BEGIN Document text

In a general case, $n$ is going to be bigger than one. We must count how many operations occur the current level of the recursion and then defer to the cost function to tell us the cost of the recursive calls. That gives us this general structure for the general cost:

$$\begin{align} T(n) &= \text{level cost} + \text{call count} \times T(\text{size of split}) \end{align}$$

For merge sort, the cost of the current level is the cost of the merge operation. We don't know what that is yet. Let's call it $f(n)$. There are two recursive calls, each on half the array. That gives us is this general cost:

$$\begin{align} T(n) &= f(n) + 2T(\frac{n}{2}) \\ \end{align}$$

But what is $f(n)$?

Merge

The merge method receives an array that has two sorted subarrays in it. Its job is to reorganize those two subarrays into one sorted subarray. But it has to do this in an efficient way. It does this by considering only the head elements of the two subarrays at a time. It picks off the smaller of the two as the next element in the merged array.

When a head element is pulled from its subarray, the head index is nudged rightward. Eventually one of the subarrays will be consumed. At that point, we stop comparing the head elements and just draw from the rest of the unconsumed list.

We might implement merge in this way:

private static void merge(int[] items, int[] tmp, int left, int mid, int right) {

  // Copy items to temporary array since we're about to
  // chaotically reorganize the original.
  for (int i = left; i <= right; ++i) {
    tmp[i] = items[i];
  }

  int i = left;
  int leftIndex = left;
  int rightIndex = mid + 1;

  // Compare heads until one subarray is empty.
  for (; leftIndex <= mid && rightIndex <= right; ++i) {
    if (tmp[leftIndex] <= tmp[rightIndex]) {
      items[i] = tmp[leftIndex];
      ++leftIndex;
    } else {
      items[i] = tmp[rightIndex];
      ++rightIndex;
    }
  }

  // Copy over remainder of left subarray.
  for (; leftIndex <= mid; ++leftIndex, ++i) {
    items[i] = tmp[leftIndex];
  }

  // Copy over remainder of right subarray.
  for (; rightIndex <= right; ++rightIndex, ++i) {
    items[i] = tmp[rightIndex];
  }
}

private static void merge(int[] items, int[] tmp, int left, int mid, int right) {

  // Copy items to temporary array since we're about to
  // chaotically reorganize the original.
  for (int i = left; i <= right; ++i) {
    tmp[i] = items[i];
  }

  int i = left;
  int leftIndex = left;
  int rightIndex = mid + 1;

  // Compare heads until one subarray is empty.

END Document text

Required work: Reproduce the merge sort text word for word from "The merge method" to "the unconsumed list.".

BEGIN Material

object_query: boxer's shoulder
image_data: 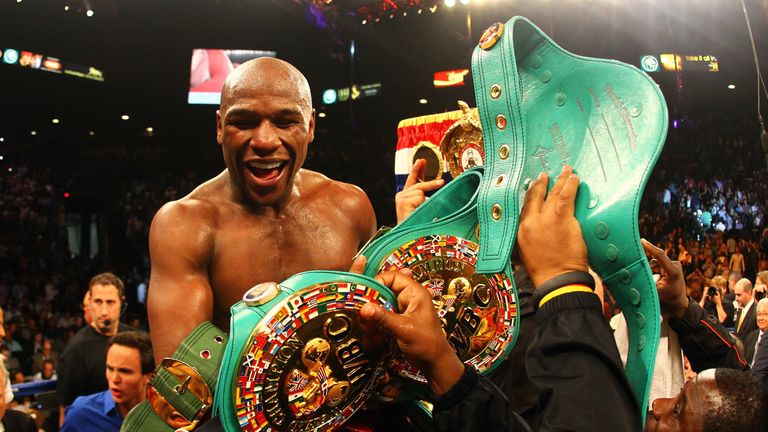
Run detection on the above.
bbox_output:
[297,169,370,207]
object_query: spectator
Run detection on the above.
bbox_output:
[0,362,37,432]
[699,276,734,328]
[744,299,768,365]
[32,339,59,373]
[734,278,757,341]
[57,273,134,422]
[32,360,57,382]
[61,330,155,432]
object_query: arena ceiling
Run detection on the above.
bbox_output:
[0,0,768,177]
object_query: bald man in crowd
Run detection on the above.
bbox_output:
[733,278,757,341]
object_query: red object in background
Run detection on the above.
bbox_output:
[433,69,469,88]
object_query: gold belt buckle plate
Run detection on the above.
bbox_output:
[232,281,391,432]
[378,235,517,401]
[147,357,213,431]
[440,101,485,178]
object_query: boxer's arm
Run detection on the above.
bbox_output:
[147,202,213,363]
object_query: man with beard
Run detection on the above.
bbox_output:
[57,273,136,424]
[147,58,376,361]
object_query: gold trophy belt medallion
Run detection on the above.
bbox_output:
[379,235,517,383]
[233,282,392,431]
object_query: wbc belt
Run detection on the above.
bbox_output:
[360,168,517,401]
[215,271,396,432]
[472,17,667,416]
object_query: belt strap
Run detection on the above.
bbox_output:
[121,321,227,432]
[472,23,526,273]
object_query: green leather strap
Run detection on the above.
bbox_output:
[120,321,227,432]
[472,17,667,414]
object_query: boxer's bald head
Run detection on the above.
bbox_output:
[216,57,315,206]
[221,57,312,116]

END Material

Task solution:
The merge method receives an array that has two sorted subarrays in it. Its job is to reorganize those two subarrays into one sorted subarray. But it has to do this in an efficient way. It does this by considering only the head elements of the two subarrays at a time. It picks off the smaller of the two as the next element in the merged array.

When a head element is pulled from its subarray, the head index is nudged rightward. Eventually one of the subarrays will be consumed. At that point, we stop comparing the head elements and just draw from the rest of the unconsumed list.